— BEGIN Source excerpt —

Monday, January 28, 2008

den of iniquity

i was raised force fed on evangelism and by the time i was sixteen i was done. i've seen the extremes: folks casting out demons, writhing on the floor, sermons that went on for days and folks raising the roof. i've had my fill of good old fashioned bible thumping and i know all the hymns by heart. it wasn't a good thing for me, growing up terrified of evil and way more wrongs than rights. i've committed mayhem in every youth group i belonged to and heard i'm praying for you in the worst way you can hear it said. even so i was a pretty good kid convinced i was awful, on the escalator to hell.

as i grew up and sprouted my own head i learned not all of that was right or even okay. i spent many years wandering religion, studying different ones trying to find truth. i've talked to shaman and priests, gurus and saints. and in the end i've eschewed religion as ordered by man almost out of defiant laziness if nothing else. i can't wear the cloak no matter how many alterations i make. i can't make sense of limits, of retribution, or of ideas that make some people more and others not.

but i also deeply admire those who've got their faith nestled tight, those who believe without a doubt. i know it's not a simple thing, faith, but some people make it seem easy. and while i don't long for it i might almost covet it, the finishing of the search, the final frontier. but it's not in my heart, not now and who knows if it ever was. there were times in my youth i thought i knew and then everything got brighter and more confusing still. i'm not sorry but it's still there, so intentionally injected under my skin it became no different than mothers milk.

— END Source excerpt —
— BEGIN Supplied data —

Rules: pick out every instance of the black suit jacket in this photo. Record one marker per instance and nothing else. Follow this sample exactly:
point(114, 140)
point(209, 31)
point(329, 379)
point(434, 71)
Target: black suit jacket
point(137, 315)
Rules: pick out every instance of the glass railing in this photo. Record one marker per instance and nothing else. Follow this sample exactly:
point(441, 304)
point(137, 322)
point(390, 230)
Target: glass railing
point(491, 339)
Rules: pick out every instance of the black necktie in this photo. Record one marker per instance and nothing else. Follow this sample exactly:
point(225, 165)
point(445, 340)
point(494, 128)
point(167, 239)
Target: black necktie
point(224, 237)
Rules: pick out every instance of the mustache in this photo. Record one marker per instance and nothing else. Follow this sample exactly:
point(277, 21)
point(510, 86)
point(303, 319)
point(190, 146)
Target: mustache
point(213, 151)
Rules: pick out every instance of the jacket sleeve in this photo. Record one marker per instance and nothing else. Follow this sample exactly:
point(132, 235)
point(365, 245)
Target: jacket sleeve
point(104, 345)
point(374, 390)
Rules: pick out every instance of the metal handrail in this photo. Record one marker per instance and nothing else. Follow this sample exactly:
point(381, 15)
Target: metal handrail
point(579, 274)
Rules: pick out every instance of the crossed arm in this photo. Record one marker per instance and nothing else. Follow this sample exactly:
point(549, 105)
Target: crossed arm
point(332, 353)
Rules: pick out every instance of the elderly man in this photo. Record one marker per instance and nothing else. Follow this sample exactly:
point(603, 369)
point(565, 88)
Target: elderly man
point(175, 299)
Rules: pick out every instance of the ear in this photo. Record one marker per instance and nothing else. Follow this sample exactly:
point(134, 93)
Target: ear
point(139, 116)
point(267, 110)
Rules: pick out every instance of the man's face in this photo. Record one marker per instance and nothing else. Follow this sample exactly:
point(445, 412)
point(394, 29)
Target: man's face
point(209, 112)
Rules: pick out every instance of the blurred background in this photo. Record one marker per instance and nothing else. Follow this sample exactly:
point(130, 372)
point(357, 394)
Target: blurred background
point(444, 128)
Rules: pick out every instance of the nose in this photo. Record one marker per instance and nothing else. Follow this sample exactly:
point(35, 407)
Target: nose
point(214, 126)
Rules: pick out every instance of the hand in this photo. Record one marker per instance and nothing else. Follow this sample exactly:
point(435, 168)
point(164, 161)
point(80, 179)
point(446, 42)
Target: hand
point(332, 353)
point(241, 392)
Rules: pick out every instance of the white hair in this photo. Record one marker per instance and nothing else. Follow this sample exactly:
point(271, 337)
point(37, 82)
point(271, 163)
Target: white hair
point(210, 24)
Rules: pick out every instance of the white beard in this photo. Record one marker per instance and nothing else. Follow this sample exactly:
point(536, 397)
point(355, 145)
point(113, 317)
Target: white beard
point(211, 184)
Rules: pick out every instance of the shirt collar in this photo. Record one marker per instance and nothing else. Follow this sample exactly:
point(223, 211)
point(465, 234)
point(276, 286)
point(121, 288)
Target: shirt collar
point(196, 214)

— END Supplied data —

* _Short exercise_
In the blog post, by what age was the writer done with evangelism?

* _The reply_
Sixteen.